Start of DATA PROVIDED

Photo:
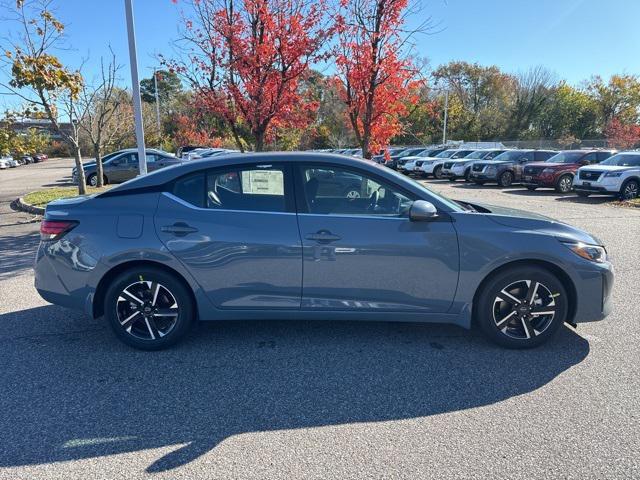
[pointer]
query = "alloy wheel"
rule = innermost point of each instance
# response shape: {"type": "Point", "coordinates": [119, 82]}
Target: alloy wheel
{"type": "Point", "coordinates": [524, 309]}
{"type": "Point", "coordinates": [565, 184]}
{"type": "Point", "coordinates": [147, 310]}
{"type": "Point", "coordinates": [630, 191]}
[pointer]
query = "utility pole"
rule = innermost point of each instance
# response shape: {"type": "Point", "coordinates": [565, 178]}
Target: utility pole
{"type": "Point", "coordinates": [155, 83]}
{"type": "Point", "coordinates": [446, 116]}
{"type": "Point", "coordinates": [135, 87]}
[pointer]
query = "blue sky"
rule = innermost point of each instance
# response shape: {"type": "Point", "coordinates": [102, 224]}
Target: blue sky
{"type": "Point", "coordinates": [573, 38]}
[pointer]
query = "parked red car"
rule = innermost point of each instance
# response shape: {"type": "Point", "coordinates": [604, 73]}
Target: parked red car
{"type": "Point", "coordinates": [558, 171]}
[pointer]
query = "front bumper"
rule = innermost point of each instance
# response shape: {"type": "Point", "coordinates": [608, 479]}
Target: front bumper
{"type": "Point", "coordinates": [594, 293]}
{"type": "Point", "coordinates": [491, 177]}
{"type": "Point", "coordinates": [604, 185]}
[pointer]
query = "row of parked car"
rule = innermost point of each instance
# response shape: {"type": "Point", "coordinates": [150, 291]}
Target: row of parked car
{"type": "Point", "coordinates": [586, 171]}
{"type": "Point", "coordinates": [10, 162]}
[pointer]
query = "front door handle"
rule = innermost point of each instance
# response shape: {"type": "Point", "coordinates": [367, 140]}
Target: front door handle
{"type": "Point", "coordinates": [179, 229]}
{"type": "Point", "coordinates": [323, 236]}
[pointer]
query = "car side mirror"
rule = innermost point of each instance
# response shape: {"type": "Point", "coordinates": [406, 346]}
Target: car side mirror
{"type": "Point", "coordinates": [422, 211]}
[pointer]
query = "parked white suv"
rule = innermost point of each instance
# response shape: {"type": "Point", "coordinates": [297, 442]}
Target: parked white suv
{"type": "Point", "coordinates": [617, 175]}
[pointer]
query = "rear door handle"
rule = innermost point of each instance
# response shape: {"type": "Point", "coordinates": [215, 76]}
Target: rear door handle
{"type": "Point", "coordinates": [323, 236]}
{"type": "Point", "coordinates": [179, 229]}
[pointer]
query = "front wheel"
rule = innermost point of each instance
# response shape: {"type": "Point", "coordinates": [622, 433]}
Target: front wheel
{"type": "Point", "coordinates": [505, 179]}
{"type": "Point", "coordinates": [564, 184]}
{"type": "Point", "coordinates": [521, 307]}
{"type": "Point", "coordinates": [148, 308]}
{"type": "Point", "coordinates": [630, 190]}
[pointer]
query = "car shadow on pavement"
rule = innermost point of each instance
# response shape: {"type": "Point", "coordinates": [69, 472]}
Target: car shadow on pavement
{"type": "Point", "coordinates": [77, 393]}
{"type": "Point", "coordinates": [17, 253]}
{"type": "Point", "coordinates": [597, 200]}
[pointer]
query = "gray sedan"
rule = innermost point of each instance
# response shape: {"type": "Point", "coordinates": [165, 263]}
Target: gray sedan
{"type": "Point", "coordinates": [265, 236]}
{"type": "Point", "coordinates": [121, 166]}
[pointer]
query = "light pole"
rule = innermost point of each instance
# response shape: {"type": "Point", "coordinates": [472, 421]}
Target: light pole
{"type": "Point", "coordinates": [155, 84]}
{"type": "Point", "coordinates": [446, 116]}
{"type": "Point", "coordinates": [135, 87]}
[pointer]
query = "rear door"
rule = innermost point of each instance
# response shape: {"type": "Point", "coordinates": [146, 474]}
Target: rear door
{"type": "Point", "coordinates": [235, 229]}
{"type": "Point", "coordinates": [363, 253]}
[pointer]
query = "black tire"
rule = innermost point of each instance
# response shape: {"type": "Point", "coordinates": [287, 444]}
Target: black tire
{"type": "Point", "coordinates": [514, 325]}
{"type": "Point", "coordinates": [630, 190]}
{"type": "Point", "coordinates": [148, 331]}
{"type": "Point", "coordinates": [564, 183]}
{"type": "Point", "coordinates": [505, 179]}
{"type": "Point", "coordinates": [92, 180]}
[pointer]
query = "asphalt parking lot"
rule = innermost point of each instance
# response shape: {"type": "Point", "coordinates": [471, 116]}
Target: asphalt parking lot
{"type": "Point", "coordinates": [314, 399]}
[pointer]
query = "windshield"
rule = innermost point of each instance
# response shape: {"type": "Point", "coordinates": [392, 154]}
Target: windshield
{"type": "Point", "coordinates": [566, 157]}
{"type": "Point", "coordinates": [623, 160]}
{"type": "Point", "coordinates": [446, 154]}
{"type": "Point", "coordinates": [509, 156]}
{"type": "Point", "coordinates": [477, 154]}
{"type": "Point", "coordinates": [448, 202]}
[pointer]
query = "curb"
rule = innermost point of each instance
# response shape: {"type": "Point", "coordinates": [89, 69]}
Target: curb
{"type": "Point", "coordinates": [19, 204]}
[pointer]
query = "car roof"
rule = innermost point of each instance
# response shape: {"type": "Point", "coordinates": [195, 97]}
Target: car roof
{"type": "Point", "coordinates": [162, 176]}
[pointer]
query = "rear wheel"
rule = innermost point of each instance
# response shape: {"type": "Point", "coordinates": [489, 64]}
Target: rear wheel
{"type": "Point", "coordinates": [564, 184]}
{"type": "Point", "coordinates": [629, 190]}
{"type": "Point", "coordinates": [522, 307]}
{"type": "Point", "coordinates": [505, 179]}
{"type": "Point", "coordinates": [148, 308]}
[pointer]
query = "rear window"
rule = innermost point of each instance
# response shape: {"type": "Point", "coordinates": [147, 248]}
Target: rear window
{"type": "Point", "coordinates": [191, 189]}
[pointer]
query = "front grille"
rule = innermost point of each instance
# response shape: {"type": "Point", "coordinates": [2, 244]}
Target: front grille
{"type": "Point", "coordinates": [590, 174]}
{"type": "Point", "coordinates": [533, 170]}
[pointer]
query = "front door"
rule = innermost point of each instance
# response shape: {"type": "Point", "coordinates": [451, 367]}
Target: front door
{"type": "Point", "coordinates": [235, 229]}
{"type": "Point", "coordinates": [363, 253]}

End of DATA PROVIDED

#### TASK TO COMPLETE:
Pick out every line in the records above that contains the string "alloy", matching case exactly, and copy each of those lines.

#### EXERCISE RESPONSE:
query = "alloy wheel"
Target: alloy wheel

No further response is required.